**PASSAGE**

+===+

I work in a large backup facility. Big companies mainly use tapes that can store 200-400gb compressed... but the media and the drives are quite expensive. Smaller capacity tapes are also used like the DDS-4, but they can also be expensive for home use. Personally from all I have learned here, I think the best idea for home use is buy 2 or more hard drives and external encloseures with firewire or usb interface.

Now the following can vary quite a bit depending on how important the data is to you...

Lets just say that it's fairly important :
If you are using 2 drives, well I say at the end of every month (or weekly if you have alot of data) do a full backup of the folders the pictures are stored in. Then find a friend down the street or a relative that lives not to far away and ask if you can store the drive at their house(or a fellow photographer doing the same thing as you;).... he/she may be more understanding). The next month use a second drive to do the full backup on, take that to their house, bring the other one back and store it at home. This way you have one backup that is up to date and one almost up to date and the data is in 2 locations. In the event one is destroyed you don't lose everything. This isn't really that failsafe but the more complicated you make it for yourself the less likely you are to actually do it.

+===+

Pointing records
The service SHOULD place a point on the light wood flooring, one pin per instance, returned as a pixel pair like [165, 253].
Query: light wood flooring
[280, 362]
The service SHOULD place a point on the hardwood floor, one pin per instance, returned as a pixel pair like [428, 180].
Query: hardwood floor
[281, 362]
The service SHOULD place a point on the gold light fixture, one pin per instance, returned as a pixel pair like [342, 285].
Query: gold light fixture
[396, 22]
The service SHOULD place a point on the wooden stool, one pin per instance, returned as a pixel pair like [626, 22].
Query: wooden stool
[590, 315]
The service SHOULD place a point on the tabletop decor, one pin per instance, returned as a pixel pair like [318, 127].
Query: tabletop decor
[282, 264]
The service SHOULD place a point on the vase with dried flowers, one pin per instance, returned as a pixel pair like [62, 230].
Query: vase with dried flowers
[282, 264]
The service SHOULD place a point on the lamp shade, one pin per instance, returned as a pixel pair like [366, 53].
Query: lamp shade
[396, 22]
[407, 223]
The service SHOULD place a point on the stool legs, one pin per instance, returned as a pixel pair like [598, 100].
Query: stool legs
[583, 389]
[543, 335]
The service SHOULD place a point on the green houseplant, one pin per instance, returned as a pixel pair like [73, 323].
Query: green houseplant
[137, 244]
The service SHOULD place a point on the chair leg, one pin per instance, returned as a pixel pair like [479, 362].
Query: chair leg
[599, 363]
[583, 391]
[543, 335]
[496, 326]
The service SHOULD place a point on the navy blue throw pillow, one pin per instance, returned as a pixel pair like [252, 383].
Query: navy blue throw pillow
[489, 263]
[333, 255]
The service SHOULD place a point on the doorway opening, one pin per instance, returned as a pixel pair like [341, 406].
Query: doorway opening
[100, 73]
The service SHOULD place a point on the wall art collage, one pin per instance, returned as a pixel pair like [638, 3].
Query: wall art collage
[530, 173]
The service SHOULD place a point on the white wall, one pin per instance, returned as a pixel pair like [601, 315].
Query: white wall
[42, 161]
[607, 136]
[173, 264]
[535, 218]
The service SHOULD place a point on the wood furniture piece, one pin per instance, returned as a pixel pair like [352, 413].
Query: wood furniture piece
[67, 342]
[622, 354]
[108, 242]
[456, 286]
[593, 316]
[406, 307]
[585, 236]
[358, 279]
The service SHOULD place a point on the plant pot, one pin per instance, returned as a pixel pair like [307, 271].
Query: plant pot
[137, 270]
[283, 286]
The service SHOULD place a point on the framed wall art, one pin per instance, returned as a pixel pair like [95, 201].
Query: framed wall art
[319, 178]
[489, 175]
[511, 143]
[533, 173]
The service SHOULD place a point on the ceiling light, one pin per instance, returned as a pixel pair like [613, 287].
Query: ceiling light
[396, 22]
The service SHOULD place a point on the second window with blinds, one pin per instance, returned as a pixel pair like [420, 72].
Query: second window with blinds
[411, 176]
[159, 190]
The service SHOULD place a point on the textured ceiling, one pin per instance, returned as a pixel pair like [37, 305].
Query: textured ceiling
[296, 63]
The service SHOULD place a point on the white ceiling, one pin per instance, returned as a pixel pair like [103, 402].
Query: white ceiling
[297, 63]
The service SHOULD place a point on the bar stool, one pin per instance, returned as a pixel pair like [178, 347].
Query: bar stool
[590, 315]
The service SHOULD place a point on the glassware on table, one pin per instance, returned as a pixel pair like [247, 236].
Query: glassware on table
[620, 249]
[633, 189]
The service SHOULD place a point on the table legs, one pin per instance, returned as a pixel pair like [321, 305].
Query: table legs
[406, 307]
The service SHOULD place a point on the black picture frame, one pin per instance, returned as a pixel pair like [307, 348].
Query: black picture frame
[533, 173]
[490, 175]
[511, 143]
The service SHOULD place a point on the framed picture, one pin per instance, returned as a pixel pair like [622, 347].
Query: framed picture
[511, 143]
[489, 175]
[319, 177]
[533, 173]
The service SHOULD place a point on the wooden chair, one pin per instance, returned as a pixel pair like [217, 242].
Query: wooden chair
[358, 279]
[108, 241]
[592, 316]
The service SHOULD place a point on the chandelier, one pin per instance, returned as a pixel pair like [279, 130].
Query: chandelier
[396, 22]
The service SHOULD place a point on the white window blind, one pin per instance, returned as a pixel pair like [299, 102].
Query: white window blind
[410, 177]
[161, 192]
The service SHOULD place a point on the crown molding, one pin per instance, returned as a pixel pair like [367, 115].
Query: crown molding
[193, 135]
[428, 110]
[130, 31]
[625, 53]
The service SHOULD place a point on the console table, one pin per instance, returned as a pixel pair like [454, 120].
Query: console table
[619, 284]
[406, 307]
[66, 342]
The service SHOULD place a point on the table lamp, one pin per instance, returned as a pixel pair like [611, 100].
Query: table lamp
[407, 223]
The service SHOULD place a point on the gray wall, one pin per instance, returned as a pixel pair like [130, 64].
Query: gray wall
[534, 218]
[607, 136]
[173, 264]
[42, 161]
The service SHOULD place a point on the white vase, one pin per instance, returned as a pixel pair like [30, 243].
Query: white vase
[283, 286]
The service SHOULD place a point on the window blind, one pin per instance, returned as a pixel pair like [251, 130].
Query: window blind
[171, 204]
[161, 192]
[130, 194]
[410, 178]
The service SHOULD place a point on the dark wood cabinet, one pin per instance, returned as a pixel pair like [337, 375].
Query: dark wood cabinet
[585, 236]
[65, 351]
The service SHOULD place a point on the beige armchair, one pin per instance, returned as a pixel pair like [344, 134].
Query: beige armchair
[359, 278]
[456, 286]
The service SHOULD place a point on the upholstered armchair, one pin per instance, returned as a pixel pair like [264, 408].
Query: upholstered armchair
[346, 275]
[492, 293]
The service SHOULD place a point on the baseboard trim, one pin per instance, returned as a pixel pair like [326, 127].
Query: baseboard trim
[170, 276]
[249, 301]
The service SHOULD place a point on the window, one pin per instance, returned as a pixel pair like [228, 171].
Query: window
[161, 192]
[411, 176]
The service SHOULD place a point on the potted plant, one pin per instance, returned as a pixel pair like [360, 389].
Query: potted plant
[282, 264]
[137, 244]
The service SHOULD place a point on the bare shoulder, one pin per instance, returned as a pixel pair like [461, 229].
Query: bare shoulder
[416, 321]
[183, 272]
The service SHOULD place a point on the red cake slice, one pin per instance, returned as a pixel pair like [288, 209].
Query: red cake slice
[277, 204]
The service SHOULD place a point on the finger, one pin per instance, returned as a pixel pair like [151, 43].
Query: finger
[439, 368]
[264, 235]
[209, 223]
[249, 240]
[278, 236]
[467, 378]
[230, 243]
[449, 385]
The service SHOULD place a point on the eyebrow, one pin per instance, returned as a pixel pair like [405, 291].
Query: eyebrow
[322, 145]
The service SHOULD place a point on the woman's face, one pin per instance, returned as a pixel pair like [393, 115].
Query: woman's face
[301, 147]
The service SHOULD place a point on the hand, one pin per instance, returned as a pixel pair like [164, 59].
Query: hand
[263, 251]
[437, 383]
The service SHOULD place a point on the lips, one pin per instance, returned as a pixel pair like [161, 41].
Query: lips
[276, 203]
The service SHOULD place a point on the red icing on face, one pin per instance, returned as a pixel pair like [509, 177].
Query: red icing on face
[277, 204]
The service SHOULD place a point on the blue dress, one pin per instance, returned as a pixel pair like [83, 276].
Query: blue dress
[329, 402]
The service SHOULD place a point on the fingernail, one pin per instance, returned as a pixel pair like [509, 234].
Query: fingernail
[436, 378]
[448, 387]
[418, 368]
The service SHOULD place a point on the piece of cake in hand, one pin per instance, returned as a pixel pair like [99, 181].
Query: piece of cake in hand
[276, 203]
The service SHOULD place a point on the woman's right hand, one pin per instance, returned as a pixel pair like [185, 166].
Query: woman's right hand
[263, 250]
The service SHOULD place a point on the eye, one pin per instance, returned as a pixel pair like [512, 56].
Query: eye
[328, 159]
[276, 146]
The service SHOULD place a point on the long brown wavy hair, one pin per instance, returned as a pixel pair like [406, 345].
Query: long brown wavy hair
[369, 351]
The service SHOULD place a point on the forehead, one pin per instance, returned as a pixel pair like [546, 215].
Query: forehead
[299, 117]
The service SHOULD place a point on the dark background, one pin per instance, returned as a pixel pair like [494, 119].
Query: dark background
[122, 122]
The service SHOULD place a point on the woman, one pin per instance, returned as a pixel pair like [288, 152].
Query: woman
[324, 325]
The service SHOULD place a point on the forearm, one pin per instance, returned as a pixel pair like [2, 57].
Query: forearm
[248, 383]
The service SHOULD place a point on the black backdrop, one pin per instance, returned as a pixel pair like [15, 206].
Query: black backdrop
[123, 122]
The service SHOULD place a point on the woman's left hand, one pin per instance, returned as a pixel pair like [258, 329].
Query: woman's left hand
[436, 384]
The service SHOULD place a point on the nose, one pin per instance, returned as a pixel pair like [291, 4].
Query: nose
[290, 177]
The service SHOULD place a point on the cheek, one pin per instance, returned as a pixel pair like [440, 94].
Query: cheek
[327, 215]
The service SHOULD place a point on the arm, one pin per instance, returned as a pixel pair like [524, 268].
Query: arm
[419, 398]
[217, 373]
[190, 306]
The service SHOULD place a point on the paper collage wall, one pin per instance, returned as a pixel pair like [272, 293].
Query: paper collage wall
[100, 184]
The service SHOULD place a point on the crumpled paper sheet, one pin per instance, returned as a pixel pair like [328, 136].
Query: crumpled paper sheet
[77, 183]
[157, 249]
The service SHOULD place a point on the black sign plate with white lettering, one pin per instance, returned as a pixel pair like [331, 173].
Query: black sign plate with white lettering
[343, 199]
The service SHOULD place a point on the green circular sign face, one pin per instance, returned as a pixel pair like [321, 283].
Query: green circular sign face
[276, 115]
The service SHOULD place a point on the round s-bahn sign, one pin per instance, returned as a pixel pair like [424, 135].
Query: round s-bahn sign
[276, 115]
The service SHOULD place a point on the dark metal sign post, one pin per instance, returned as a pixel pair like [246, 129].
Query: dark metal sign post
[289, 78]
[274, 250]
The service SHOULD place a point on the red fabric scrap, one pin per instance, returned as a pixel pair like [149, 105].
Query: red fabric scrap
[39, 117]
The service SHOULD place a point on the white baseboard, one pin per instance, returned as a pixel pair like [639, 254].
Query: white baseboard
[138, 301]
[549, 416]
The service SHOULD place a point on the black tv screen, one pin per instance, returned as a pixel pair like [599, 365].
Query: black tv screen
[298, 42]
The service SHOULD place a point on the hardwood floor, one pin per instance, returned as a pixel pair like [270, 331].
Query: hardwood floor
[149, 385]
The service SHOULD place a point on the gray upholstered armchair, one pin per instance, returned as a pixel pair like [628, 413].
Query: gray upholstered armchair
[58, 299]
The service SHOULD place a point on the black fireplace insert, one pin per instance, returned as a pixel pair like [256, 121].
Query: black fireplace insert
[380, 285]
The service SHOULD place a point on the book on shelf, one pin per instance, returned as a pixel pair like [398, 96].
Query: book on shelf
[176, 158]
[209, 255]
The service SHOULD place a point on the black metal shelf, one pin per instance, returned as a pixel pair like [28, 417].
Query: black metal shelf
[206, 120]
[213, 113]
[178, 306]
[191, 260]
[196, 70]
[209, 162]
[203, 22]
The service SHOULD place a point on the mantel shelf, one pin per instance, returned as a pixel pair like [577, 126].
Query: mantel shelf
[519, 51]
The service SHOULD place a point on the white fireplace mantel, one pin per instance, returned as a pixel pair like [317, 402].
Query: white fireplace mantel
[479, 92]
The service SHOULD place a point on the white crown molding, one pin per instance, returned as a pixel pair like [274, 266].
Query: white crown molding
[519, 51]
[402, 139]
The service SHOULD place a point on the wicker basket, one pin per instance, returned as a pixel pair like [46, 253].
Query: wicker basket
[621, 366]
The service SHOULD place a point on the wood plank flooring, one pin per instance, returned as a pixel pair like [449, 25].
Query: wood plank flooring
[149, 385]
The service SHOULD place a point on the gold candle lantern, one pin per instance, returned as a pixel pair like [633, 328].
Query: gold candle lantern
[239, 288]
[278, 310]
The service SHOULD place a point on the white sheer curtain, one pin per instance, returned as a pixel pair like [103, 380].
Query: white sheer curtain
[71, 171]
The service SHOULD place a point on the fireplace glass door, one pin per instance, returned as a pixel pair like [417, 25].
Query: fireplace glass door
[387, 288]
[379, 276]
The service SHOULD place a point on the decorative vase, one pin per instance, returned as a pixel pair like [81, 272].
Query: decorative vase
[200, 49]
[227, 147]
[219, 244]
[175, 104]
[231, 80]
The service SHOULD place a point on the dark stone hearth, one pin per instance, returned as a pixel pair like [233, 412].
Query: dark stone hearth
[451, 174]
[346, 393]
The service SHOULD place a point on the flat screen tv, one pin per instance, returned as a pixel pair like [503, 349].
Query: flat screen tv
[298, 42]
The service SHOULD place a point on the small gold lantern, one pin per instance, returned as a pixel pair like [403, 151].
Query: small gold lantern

+===+

**SHORT PROBLEM 1**
From the home backup advice, return the part that opens with the words containing "Lets just say" and closes with "actually do it.".
**SHORT PROBLEM 2**
List every person the home backup advice suggests asking to keep a backup drive at their house.

**FINISHED ANSWER 1**
Lets just say that it's fairly important :
If you are using 2 drives, well I say at the end of every month (or weekly if you have alot of data) do a full backup of the folders the pictures are stored in. Then find a friend down the street or a relative that lives not to far away and ask if you can store the drive at their house(or a fellow photographer doing the same thing as you;).... he/she may be more understanding). The next month use a second drive to do the full backup on, take that to their house, bring the other one back and store it at home. This way you have one backup that is up to date and one almost up to date and the data is in 2 locations. In the event one is destroyed you don't lose everything. This isn't really that failsafe but the more complicated you make it for yourself the less likely you are to actually do it.

**FINISHED ANSWER 2**
- A friend down the street
- A relative who lives nearby
- A fellow photographer doing the same thing